-- Available records start --

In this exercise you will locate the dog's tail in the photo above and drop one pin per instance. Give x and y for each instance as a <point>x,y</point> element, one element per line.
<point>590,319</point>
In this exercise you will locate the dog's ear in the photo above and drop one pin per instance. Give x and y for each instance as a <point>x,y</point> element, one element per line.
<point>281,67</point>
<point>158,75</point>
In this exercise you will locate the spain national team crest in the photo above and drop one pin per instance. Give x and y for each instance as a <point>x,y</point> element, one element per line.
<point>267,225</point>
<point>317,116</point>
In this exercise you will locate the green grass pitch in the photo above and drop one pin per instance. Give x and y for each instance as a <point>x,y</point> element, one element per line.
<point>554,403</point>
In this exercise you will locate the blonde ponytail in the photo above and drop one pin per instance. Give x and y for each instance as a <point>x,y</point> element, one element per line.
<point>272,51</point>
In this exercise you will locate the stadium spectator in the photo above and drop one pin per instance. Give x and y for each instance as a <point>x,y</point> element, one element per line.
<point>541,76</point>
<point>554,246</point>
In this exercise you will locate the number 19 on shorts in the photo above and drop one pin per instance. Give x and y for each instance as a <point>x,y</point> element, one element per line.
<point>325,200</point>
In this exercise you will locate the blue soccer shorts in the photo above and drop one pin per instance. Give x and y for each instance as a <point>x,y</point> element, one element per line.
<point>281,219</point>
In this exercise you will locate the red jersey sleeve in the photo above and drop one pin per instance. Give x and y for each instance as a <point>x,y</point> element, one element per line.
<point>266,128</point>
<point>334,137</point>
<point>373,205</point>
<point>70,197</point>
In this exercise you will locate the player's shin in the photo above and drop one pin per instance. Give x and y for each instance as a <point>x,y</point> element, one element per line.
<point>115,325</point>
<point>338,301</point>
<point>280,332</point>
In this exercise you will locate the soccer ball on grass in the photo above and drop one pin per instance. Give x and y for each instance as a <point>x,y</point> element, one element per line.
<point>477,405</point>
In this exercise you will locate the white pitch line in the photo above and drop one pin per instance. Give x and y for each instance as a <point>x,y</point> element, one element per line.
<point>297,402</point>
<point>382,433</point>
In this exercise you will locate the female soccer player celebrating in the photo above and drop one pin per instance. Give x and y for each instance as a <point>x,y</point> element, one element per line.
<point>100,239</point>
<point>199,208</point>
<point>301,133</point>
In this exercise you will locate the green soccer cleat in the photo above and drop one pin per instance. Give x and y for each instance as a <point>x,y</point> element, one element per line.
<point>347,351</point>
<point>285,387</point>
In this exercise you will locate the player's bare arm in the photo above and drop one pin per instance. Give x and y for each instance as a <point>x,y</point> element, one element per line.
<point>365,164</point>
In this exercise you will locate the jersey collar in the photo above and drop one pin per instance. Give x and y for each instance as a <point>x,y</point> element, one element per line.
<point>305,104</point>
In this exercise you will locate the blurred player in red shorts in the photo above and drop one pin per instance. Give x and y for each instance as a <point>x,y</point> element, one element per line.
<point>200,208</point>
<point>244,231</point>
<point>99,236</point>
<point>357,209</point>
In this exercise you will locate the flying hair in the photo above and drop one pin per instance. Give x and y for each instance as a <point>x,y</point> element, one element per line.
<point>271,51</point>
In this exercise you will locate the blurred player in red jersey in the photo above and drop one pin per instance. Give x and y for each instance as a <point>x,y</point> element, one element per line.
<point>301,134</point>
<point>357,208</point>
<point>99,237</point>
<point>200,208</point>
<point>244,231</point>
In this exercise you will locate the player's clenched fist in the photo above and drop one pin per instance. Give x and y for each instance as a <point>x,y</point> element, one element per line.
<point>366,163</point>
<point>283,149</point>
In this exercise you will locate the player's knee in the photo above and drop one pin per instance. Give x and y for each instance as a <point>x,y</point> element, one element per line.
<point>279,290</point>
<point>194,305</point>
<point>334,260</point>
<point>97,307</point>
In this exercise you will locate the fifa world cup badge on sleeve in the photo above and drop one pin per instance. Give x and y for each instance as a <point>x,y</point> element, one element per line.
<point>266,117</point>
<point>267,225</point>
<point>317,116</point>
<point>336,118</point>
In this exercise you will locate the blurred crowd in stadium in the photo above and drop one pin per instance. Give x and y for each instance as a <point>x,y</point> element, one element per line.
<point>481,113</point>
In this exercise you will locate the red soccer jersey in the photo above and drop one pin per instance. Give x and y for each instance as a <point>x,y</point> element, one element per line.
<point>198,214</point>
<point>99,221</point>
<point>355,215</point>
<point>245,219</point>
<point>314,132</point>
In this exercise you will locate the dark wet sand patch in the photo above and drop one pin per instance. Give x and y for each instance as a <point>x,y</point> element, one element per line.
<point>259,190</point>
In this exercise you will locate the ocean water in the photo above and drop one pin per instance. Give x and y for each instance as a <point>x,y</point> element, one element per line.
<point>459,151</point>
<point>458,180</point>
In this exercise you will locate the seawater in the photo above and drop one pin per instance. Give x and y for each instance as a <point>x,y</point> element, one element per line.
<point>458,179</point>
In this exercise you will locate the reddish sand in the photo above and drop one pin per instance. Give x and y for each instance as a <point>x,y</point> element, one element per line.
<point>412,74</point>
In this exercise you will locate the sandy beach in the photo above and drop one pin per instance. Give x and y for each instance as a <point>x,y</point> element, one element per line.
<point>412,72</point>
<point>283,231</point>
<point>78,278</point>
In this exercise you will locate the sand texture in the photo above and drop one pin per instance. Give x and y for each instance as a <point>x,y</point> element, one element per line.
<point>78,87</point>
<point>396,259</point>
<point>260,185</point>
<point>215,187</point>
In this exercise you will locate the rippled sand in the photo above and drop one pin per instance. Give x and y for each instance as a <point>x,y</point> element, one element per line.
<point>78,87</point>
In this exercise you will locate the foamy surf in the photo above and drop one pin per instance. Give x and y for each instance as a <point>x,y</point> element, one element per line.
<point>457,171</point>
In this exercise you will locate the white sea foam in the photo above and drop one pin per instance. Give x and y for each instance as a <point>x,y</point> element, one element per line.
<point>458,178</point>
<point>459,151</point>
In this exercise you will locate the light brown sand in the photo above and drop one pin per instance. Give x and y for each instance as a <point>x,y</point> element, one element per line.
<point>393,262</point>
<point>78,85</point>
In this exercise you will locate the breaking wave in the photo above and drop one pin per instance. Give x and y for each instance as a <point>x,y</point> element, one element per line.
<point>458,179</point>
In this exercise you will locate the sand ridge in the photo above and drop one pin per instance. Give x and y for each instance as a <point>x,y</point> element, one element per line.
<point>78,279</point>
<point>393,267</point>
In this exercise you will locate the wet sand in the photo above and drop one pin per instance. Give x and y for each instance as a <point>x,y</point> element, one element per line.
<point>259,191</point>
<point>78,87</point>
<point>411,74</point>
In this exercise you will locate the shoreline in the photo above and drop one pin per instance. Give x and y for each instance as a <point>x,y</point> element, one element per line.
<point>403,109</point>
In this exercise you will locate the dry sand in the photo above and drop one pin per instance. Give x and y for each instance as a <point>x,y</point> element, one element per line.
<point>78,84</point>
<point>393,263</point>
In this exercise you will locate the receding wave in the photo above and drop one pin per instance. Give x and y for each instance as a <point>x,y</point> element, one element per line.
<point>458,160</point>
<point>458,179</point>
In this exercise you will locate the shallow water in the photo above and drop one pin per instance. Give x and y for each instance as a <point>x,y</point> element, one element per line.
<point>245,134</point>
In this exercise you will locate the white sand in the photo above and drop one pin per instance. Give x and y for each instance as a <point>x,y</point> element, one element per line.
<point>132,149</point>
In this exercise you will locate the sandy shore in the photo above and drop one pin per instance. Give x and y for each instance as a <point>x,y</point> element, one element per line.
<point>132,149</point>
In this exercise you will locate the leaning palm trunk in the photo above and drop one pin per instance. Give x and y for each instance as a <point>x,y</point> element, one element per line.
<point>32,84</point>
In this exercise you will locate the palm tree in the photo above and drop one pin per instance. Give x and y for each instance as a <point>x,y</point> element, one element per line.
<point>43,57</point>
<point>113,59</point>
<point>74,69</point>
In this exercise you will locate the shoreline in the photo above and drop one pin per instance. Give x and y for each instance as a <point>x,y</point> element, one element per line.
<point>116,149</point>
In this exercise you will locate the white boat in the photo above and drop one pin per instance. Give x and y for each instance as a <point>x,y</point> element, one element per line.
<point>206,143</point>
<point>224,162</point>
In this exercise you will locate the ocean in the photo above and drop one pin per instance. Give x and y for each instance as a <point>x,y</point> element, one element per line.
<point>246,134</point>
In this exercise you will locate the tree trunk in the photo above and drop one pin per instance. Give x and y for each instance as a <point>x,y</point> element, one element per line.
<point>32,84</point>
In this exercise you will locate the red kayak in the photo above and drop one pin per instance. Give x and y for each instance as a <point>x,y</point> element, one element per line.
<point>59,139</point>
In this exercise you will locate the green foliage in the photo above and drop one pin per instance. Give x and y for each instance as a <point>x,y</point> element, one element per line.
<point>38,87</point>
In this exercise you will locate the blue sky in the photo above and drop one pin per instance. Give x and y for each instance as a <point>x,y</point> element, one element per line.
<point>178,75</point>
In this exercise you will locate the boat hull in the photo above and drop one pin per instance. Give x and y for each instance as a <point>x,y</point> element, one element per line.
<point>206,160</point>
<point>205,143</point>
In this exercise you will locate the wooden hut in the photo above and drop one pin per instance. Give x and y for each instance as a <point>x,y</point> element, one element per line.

-- Available records end --

» **Objective**
Can you format the records from the line with "In this exercise you will locate the shallow" up to and including the line with "<point>245,134</point>" as a two-column CSV headed instruction and points? Give one row per record, with the record's text and its answer each in a single quoted field and any line breaks turned into spaces.

» **Completed task**
instruction,points
"In this exercise you will locate the shallow water in the photo above and drop one pin per instance. Give x and y for each instance as a <point>x,y</point> element, one element per line.","<point>245,134</point>"